Work instructions: Could you copy out each of the records below word for word, without changing or leaving out a single line?

Records shown:

___

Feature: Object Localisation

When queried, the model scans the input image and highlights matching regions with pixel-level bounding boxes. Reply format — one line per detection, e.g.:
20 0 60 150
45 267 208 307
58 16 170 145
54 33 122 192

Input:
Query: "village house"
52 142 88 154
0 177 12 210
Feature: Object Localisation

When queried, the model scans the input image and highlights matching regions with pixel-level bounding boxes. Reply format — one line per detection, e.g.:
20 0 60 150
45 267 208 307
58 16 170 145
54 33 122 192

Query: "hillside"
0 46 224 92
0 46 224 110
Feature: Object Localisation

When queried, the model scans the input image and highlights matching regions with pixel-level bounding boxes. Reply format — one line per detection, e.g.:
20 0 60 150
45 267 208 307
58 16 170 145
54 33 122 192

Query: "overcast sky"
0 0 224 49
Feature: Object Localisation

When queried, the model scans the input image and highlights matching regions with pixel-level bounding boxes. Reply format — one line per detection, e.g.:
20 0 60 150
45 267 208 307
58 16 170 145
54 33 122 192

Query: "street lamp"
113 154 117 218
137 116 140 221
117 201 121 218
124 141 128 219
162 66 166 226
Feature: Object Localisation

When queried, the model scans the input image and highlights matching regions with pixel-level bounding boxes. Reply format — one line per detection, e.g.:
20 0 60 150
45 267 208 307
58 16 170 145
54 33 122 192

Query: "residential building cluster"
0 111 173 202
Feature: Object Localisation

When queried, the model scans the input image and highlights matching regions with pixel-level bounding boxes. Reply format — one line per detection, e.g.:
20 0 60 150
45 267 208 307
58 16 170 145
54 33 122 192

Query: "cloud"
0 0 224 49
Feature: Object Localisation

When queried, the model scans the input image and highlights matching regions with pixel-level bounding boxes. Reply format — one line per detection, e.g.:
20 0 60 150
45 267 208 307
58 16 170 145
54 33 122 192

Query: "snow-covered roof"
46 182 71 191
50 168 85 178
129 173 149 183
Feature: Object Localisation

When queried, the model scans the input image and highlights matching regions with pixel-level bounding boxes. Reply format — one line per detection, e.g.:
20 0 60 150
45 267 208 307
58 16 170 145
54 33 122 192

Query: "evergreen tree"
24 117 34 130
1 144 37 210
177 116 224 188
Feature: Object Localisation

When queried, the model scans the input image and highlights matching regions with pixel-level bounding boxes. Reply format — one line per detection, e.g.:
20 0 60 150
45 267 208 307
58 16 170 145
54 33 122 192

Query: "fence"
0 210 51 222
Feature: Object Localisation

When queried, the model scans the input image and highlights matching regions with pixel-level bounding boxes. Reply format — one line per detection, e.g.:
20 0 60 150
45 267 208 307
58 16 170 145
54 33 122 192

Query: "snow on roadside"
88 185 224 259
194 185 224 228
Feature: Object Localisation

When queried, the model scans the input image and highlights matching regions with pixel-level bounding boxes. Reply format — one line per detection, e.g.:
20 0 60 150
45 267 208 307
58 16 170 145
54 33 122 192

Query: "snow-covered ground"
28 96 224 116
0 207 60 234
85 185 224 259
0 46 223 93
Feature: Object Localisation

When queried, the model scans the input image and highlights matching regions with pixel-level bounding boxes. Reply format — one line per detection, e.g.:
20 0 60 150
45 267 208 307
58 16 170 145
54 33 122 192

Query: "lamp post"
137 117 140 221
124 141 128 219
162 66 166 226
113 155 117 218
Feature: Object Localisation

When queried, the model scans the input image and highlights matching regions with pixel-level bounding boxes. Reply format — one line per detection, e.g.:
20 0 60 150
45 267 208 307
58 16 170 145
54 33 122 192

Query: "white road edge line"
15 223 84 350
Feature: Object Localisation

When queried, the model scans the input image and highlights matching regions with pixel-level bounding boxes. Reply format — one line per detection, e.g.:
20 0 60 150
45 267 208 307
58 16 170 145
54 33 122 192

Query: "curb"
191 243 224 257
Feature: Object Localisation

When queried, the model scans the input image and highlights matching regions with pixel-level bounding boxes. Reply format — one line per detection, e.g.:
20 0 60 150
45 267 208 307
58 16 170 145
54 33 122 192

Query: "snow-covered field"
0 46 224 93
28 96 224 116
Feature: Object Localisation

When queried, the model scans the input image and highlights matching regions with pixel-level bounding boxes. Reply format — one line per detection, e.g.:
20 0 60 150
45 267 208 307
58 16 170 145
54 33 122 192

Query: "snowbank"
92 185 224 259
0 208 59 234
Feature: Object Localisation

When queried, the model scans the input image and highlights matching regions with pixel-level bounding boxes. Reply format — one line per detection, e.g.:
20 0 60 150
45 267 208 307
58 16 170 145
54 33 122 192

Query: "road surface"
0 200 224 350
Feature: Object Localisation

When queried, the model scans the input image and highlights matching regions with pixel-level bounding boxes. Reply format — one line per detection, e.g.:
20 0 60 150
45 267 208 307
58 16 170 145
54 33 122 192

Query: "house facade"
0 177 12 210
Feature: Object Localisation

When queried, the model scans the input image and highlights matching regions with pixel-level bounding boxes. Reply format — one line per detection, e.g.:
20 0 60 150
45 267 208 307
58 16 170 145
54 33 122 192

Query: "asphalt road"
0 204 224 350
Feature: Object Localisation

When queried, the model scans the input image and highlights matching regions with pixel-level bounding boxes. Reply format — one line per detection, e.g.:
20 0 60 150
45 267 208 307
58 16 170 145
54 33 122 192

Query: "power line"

___

Solution to the problem:
Feature: Object Localisation

When queried, the model scans the input image and highlights matching regions with pixel-level bounding boxes. Reply format — one line per detection, e.g.:
20 0 60 150
45 267 208 307
58 16 170 145
54 33 122 192

Input:
Query: "village house"
52 142 88 154
0 177 12 210
Feature: Object Localisation

When queried, the model scans the input image and highlights matching regions with pixel-level bounding boxes. Reply format — one line per detection, e.g.:
20 0 60 150
45 267 208 307
58 16 170 145
54 33 122 192

Query: "hillside"
0 46 224 92
0 46 224 110
Feature: Object Localisation

When queried, the model scans the input image and highlights matching regions with pixel-level bounding boxes. Reply format — one line per detection, e.g.:
20 0 60 150
45 267 208 307
58 16 170 145
54 33 122 192

Query: "overcast sky"
0 0 224 49
Feature: Object Localisation

When queried, the model scans the input image and highlights matching regions with pixel-level bounding boxes. Reply format — one line per detection, e.g.:
20 0 60 150
45 267 208 307
58 16 170 145
54 33 122 192

Query: "street lamp"
113 154 117 218
137 116 140 221
117 201 121 218
124 141 128 219
162 66 166 226
Feature: Object Localisation

When queried, the model scans the input image and highlights matching regions with pixel-level bounding boxes. Reply format — one line per detection, e.g.:
20 0 60 150
45 267 208 307
58 16 170 145
54 33 122 192

Query: "residential building cluster"
0 111 173 202
Feature: Object Localisation

When queried, the model scans the input image and highlights matching regions with pixel-level bounding boxes. Reply format — one line per detection, e.g.:
20 0 60 150
45 267 208 307
58 16 170 145
54 33 122 192

Query: "cloud"
0 0 224 49
Feature: Object Localisation

When queried, the model scans the input image and highlights matching regions with pixel-level bounding boxes. Reply format — one line per detection, e.g.:
20 0 60 150
45 267 208 307
58 16 170 145
54 33 122 192

Query: "snow-covered roof"
46 182 71 191
50 168 85 178
129 173 149 183
Feature: Object Localisation

When queried, the model scans the input image and highlights matching regions with pixel-level bounding boxes. Reply format — one line per detection, e.g.:
20 0 60 150
45 267 208 307
58 16 170 145
54 33 122 192

Query: "evergreen tree"
24 117 34 130
1 144 37 210
177 116 224 188
Feature: Object Localisation

When queried, the model scans the input image and highlights matching regions with pixel-level bounding boxes. Reply format — one line per detection, e.g.:
20 0 60 150
45 267 208 307
58 16 170 145
54 33 122 192

Query: "fence"
0 210 51 222
Feature: Object Localisation

When queried, the model scans the input image and highlights matching regions with pixel-level bounding boxes. Reply format — one line per detection, e.g.:
20 0 60 150
45 267 208 307
58 16 170 145
54 33 122 192

Query: "snow on roadside"
88 185 224 259
194 185 224 228
Feature: Object Localisation

When queried, the model scans the input image and highlights matching regions with pixel-level bounding boxes. Reply format — one line per detection, e.g.:
20 0 60 150
45 267 208 307
58 16 170 145
54 33 122 192

Query: "snow-covered ground"
28 96 224 116
0 207 60 234
85 185 224 259
0 46 223 93
Feature: Object Localisation

When queried, the model scans the input image and highlights matching regions with pixel-level bounding boxes. Reply format — one line per detection, e.g.:
20 0 60 150
45 267 208 307
58 16 170 145
54 33 122 192

Query: "lamp post"
137 117 140 221
124 141 128 219
162 66 166 226
113 155 117 218
Feature: Object Localisation

When queried, the model scans the input image and highlights matching regions with pixel-level bounding boxes. Reply format — one line per detection, e.g.:
20 0 60 150
45 267 208 307
58 16 170 145
54 33 122 192

Query: "white road edge line"
15 223 84 350
Feature: Object Localisation

When queried, the model scans the input image and highlights matching regions with pixel-level bounding boxes. Reply format — one line per detection, e.g.:
20 0 60 150
45 267 208 307
58 16 170 145
54 33 122 192

Query: "curb"
191 243 224 257
Feature: Object Localisation

When queried, the model scans the input image and highlights matching regions with pixel-level bounding boxes. Reply format — one line per detection, e.g.:
20 0 60 150
45 267 208 307
58 16 170 145
54 33 122 192

Query: "snow-covered field"
0 46 224 93
28 96 224 116
Feature: Object Localisation

When queried, the model scans the input image and highlights matching regions with pixel-level bounding boxes. Reply format — one line per detection, e.g.:
20 0 60 150
45 267 208 307
58 16 170 145
54 33 122 192

Query: "snowbank"
92 185 224 259
0 208 59 234
Feature: Object Localisation

When queried, the model scans the input image and highlights matching regions with pixel-level bounding boxes. Reply format — one line per detection, e.g.:
20 0 60 150
45 267 208 307
58 16 170 145
54 33 122 192

Query: "road surface"
0 200 224 350
Feature: Object Localisation

When queried, the model scans the input image and highlights matching regions with pixel-level bounding boxes. Reply format — one line per detection, e.g.:
20 0 60 150
45 267 208 307
58 16 170 145
54 33 122 192

Query: "house facade"
0 177 12 210
Feature: Object Localisation

When queried, the model scans the input image and highlights matching regions with pixel-level bounding boxes. Reply format — one line per detection, e.g.:
20 0 60 150
45 267 208 307
58 16 170 145
54 33 122 192

Query: "asphalt road"
0 204 224 350
Feature: Object Localisation

When queried, the model scans the input image and highlights matching regions with pixel-level bounding boxes. Reply format — one line per detection, e.g.:
20 0 60 150
45 267 208 307
58 16 170 145
54 33 122 192

Query: "power line"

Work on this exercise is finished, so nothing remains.